● **PROBLEM STATEMENT**
Each record must be reproduced exactly as it is shown.

● **EXERCISE DATA**

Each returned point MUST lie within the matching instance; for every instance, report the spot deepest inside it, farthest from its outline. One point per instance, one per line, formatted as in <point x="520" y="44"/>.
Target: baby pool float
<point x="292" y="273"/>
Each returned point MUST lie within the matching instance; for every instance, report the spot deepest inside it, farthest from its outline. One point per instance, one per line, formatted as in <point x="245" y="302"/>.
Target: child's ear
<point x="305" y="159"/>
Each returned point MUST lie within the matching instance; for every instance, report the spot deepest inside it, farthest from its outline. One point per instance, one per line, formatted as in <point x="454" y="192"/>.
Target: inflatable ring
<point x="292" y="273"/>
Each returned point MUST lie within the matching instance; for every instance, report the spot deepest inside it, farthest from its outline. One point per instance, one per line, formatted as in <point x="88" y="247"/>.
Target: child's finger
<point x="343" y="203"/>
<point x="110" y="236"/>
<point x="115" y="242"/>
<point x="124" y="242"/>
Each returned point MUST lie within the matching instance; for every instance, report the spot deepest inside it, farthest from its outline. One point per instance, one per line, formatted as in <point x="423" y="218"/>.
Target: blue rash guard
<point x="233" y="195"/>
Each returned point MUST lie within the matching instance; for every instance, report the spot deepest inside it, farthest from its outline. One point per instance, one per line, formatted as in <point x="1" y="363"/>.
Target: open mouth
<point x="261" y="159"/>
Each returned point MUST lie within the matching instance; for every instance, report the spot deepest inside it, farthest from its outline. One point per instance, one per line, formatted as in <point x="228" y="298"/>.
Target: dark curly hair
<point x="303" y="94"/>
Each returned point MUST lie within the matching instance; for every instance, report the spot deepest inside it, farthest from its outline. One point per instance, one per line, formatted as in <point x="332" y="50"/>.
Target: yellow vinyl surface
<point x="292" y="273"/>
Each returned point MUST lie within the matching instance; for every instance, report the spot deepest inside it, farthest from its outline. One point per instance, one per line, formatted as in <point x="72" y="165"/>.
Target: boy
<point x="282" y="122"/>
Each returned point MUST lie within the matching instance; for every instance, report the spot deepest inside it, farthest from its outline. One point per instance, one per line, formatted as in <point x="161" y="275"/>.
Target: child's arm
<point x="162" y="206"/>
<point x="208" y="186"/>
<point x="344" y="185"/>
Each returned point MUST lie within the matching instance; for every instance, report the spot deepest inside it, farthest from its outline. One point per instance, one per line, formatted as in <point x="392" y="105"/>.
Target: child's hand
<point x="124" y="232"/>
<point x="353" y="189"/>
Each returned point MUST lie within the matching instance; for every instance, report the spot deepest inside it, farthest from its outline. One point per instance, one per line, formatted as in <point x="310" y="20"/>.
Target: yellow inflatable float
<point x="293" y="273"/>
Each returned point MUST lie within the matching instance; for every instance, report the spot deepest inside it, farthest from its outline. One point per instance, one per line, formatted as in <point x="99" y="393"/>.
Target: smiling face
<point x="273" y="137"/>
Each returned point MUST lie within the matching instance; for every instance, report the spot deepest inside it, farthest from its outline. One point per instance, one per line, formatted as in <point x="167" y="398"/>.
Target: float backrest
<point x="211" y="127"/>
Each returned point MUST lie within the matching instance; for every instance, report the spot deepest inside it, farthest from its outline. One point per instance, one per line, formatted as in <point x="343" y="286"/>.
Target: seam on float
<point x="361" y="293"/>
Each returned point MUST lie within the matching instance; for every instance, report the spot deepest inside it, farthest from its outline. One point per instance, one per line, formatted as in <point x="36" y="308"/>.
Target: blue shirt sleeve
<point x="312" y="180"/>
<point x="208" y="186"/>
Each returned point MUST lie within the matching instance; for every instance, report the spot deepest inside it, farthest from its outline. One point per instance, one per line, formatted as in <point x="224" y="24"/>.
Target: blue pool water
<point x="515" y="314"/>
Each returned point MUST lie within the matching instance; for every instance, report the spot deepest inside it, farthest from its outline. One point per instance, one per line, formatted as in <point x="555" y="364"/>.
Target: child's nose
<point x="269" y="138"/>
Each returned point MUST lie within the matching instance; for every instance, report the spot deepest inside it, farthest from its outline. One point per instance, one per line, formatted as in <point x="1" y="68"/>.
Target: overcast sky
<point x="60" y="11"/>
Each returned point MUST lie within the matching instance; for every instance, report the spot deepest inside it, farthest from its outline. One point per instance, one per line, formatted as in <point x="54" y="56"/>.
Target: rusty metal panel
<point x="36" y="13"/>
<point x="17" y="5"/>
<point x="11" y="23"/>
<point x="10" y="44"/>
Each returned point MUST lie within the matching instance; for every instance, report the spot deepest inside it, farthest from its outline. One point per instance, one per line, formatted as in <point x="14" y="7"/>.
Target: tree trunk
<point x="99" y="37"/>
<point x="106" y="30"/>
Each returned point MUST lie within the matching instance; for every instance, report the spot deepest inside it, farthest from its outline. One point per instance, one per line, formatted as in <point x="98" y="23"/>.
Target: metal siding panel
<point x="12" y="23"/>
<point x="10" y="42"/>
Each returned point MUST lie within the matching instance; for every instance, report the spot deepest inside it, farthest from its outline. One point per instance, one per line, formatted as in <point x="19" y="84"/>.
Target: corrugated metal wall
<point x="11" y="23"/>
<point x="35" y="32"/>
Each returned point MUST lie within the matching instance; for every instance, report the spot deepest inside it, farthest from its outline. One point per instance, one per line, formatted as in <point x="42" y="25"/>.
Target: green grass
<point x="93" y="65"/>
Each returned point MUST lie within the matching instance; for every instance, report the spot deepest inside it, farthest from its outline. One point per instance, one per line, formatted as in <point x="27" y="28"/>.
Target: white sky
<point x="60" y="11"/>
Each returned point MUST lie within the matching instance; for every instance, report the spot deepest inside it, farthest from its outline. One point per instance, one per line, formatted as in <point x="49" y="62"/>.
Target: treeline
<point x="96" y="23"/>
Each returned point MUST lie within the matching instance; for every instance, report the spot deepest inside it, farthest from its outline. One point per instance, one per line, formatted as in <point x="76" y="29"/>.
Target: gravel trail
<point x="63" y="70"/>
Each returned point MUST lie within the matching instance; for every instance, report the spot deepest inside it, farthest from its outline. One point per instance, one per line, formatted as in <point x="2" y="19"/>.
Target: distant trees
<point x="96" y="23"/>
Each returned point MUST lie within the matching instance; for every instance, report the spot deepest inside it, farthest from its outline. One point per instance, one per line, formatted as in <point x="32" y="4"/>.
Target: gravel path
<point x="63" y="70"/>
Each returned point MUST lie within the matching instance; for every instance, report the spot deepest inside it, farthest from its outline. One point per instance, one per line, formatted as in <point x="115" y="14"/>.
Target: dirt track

● **PROBLEM SOLUTION**
Each returned point MUST lie within the matching instance; for every instance, report the spot deepest inside it, farthest from its outline. One point per instance, one per line, formatted as in <point x="520" y="44"/>.
Target: baby pool float
<point x="292" y="273"/>
Each returned point MUST lie within the matching instance; for every instance, report the spot deepest inside it, farthest from its outline. One point per instance, one per line, formatted as in <point x="245" y="302"/>.
Target: child's ear
<point x="305" y="159"/>
Each returned point MUST lie within the matching instance; for every instance, report the spot deepest inside it, farthest from its outline. One point per instance, one per line, formatted as in <point x="454" y="192"/>.
Target: inflatable ring
<point x="292" y="273"/>
Each returned point MUST lie within the matching instance; for every instance, report the spot deepest inside it, farthest from its outline. One point per instance, one per line, formatted as in <point x="88" y="247"/>.
Target: child's finger
<point x="343" y="203"/>
<point x="110" y="236"/>
<point x="115" y="242"/>
<point x="124" y="242"/>
Each returned point MUST lie within the matching instance; for every instance, report the spot deepest inside it, farthest from its outline. One point per instance, one per line, formatted as in <point x="423" y="218"/>.
Target: blue rash guard
<point x="233" y="195"/>
Each returned point MUST lie within the matching instance; for every instance, report the spot deepest inside it, farthest from its outline. One point per instance, one per line, formatted as in <point x="1" y="363"/>.
Target: open mouth
<point x="261" y="159"/>
Each returned point MUST lie within the matching instance; for every instance, report the spot deepest inside it, farthest from its outline. One point per instance, one per line, formatted as in <point x="228" y="298"/>.
Target: dark curly hair
<point x="303" y="94"/>
Each returned point MUST lie within the matching instance; for every instance, report the spot deepest inside it, farthest from its outline. One point per instance, one per line, formatted as in <point x="332" y="50"/>.
Target: yellow vinyl surface
<point x="292" y="273"/>
Each returned point MUST lie within the matching instance; for every instance, report the spot deepest inside it, farthest from its outline. One point per instance, one per line, formatted as in <point x="72" y="165"/>.
Target: boy
<point x="282" y="122"/>
Each returned point MUST lie within the matching instance; for every instance, report the spot deepest inside it, farthest from its outline. One point per instance, one per line, formatted as in <point x="161" y="275"/>.
Target: child's arm
<point x="162" y="206"/>
<point x="208" y="186"/>
<point x="344" y="185"/>
Each returned point MUST lie within the matching instance; for every instance, report the spot deepest inside it, farthest from its outline. One point per instance, one per line, formatted as in <point x="392" y="105"/>.
Target: child's hand
<point x="124" y="232"/>
<point x="353" y="189"/>
Each returned point MUST lie within the matching instance; for every instance, report the spot deepest inside it, farthest from its outline. One point per instance, one per line, formatted as in <point x="310" y="20"/>.
Target: yellow inflatable float
<point x="293" y="273"/>
Each returned point MUST lie within the matching instance; for every instance, report the spot deepest inside it, farthest from its outline. One point per instance, one per line, formatted as in <point x="99" y="393"/>.
Target: smiling face
<point x="273" y="137"/>
Each returned point MUST lie within the matching instance; for every instance, report the spot deepest inside it, farthest from its outline. One point per instance, one per line, formatted as in <point x="167" y="398"/>.
Target: float backrest
<point x="211" y="127"/>
Each returned point MUST lie within the matching instance; for every instance, report the spot deepest inside it, farthest from its outline. One point per instance, one per line, formatted as in <point x="343" y="286"/>.
Target: seam on float
<point x="361" y="293"/>
Each returned point MUST lie within the matching instance; for every instance, report the spot deepest inside it, farthest from its outline. One point per instance, one per line, formatted as in <point x="36" y="308"/>.
Target: blue shirt sleeve
<point x="312" y="180"/>
<point x="208" y="186"/>
Each returned point MUST lie within the matching instance; for every instance, report the spot deepest inside it, farthest from its outline. One point per instance, one per line, formatted as in <point x="224" y="24"/>.
Target: blue pool water
<point x="515" y="314"/>
Each returned point MUST lie within the matching instance; for every instance, report the spot deepest inside it, farthest from its outline. One point per instance, one per line, formatted as in <point x="555" y="364"/>.
Target: child's nose
<point x="269" y="138"/>
Each returned point MUST lie within the matching instance; for every instance, report the spot deepest inside it, farthest from its outline. One point per instance, one per line, formatted as in <point x="1" y="68"/>.
Target: overcast sky
<point x="60" y="11"/>
Each returned point MUST lie within the matching instance; for every instance, report the spot deepest inside it, farthest from its outline. One point per instance, one per line, formatted as in <point x="54" y="56"/>.
Target: rusty metal panel
<point x="36" y="13"/>
<point x="17" y="5"/>
<point x="11" y="23"/>
<point x="10" y="44"/>
Each returned point MUST lie within the matching instance; for every instance, report the spot deepest inside it, farthest from its outline. One point per instance, one per line, formatted as in <point x="14" y="7"/>.
Target: tree trunk
<point x="99" y="37"/>
<point x="106" y="30"/>
Each returned point MUST lie within the matching instance; for every instance, report the spot deepest inside it, farthest from its outline. One point per instance, one per line, formatted as in <point x="98" y="23"/>.
Target: metal siding panel
<point x="12" y="23"/>
<point x="10" y="42"/>
Each returned point MUST lie within the matching instance; for every instance, report the spot deepest inside it, farthest from its outline. One point per instance, one per line, formatted as in <point x="19" y="84"/>.
Target: corrugated metal wall
<point x="11" y="23"/>
<point x="35" y="32"/>
Each returned point MUST lie within the matching instance; for every instance, report the spot deepest inside it, farthest from its outline. One point per instance, one per line, formatted as in <point x="42" y="25"/>.
Target: green grass
<point x="93" y="65"/>
Each returned point MUST lie within the matching instance; for every instance, report the spot deepest inside it, farthest from its outline. One point per instance, one per line, formatted as in <point x="27" y="28"/>.
Target: white sky
<point x="60" y="11"/>
Each returned point MUST lie within the matching instance; for every instance, report the spot deepest inside it, farthest from its outline. One point per instance, one per line, formatted as in <point x="49" y="62"/>.
Target: treeline
<point x="96" y="23"/>
Each returned point MUST lie within the matching instance; for every instance, report the spot deepest inside it, farthest from its outline. One point per instance, one per line, formatted as in <point x="76" y="29"/>.
Target: gravel trail
<point x="63" y="70"/>
Each returned point MUST lie within the matching instance; for every instance, report the spot deepest inside it, farthest from its outline. One point per instance, one per line, formatted as in <point x="2" y="19"/>.
Target: distant trees
<point x="96" y="23"/>
Each returned point MUST lie within the matching instance; for every instance, report the spot deepest inside it, farthest from its outline. One point per instance, one per line, formatted as in <point x="32" y="4"/>.
Target: gravel path
<point x="63" y="70"/>
Each returned point MUST lie within the matching instance; for every instance, report the spot deepest inside it, farthest from its outline. One point per instance, one per line, formatted as in <point x="115" y="14"/>.
Target: dirt track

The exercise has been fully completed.